[begin Exercise material]

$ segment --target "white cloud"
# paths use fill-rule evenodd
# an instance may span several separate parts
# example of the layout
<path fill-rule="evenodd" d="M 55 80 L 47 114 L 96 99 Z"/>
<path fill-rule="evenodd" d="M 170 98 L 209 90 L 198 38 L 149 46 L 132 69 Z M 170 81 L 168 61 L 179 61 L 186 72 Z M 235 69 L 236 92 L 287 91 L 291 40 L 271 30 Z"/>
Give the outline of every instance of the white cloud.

[end Exercise material]
[begin Exercise material]

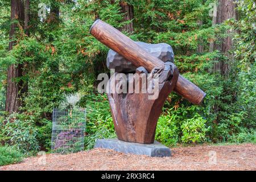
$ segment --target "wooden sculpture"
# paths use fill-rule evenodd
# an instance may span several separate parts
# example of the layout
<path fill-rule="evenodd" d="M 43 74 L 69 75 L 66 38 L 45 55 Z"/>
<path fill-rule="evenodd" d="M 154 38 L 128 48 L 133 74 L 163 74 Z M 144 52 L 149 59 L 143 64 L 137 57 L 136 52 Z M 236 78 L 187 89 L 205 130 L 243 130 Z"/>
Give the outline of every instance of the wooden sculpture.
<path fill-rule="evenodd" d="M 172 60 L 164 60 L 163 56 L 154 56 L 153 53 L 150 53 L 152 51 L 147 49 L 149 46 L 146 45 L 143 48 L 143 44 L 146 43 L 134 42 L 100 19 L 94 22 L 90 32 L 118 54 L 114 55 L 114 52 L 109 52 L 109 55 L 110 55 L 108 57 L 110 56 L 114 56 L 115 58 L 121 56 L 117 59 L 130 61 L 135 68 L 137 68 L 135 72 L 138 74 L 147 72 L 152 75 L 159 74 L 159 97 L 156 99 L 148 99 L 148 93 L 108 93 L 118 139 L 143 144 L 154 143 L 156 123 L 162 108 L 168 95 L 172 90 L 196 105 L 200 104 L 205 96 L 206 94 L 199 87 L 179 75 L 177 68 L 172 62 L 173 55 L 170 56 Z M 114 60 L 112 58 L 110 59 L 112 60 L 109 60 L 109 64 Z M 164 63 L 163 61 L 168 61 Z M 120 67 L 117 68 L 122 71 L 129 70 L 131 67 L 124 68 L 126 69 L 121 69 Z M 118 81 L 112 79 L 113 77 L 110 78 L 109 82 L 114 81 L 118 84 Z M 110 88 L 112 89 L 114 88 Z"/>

[end Exercise material]
[begin Exercise material]

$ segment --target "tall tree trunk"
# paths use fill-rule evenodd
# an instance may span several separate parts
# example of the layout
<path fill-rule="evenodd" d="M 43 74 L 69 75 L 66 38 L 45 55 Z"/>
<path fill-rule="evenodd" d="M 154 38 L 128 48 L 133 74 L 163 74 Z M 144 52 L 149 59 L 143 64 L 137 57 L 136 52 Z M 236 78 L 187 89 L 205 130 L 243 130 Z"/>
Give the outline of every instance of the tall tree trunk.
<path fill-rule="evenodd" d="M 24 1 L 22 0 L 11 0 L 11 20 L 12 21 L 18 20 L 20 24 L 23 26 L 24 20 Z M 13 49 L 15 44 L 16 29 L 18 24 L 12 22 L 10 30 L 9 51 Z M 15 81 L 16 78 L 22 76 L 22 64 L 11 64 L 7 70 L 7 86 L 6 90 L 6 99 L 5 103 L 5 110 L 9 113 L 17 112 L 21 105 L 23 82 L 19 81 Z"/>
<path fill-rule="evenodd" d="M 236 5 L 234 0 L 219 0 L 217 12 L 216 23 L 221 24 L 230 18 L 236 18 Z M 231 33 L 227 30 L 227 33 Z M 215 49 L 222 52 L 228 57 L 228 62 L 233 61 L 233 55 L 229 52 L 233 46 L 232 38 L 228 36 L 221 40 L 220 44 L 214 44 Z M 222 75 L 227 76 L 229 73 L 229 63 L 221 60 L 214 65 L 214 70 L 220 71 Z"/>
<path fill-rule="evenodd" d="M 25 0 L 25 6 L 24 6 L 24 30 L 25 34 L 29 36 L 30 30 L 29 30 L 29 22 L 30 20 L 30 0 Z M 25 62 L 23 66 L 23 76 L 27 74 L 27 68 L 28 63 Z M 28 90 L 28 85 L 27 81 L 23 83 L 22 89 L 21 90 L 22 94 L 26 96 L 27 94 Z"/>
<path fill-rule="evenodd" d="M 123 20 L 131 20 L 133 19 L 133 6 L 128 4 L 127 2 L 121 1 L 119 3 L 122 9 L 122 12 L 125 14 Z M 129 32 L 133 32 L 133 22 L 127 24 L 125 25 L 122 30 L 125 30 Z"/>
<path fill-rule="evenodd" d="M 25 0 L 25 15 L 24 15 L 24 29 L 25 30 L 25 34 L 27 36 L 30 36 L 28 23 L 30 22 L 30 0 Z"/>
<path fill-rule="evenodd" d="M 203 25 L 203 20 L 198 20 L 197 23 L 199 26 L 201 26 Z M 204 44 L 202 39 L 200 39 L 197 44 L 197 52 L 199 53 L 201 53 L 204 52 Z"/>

[end Exercise material]

Set problem →
Pick out and copy every line of the records that contains the word "outline". Case counts.

Written response →
Give the outline of every instance of the white cloud.
Give the outline of every instance of the wooden sculpture.
Give the outline of every instance of the tall tree trunk.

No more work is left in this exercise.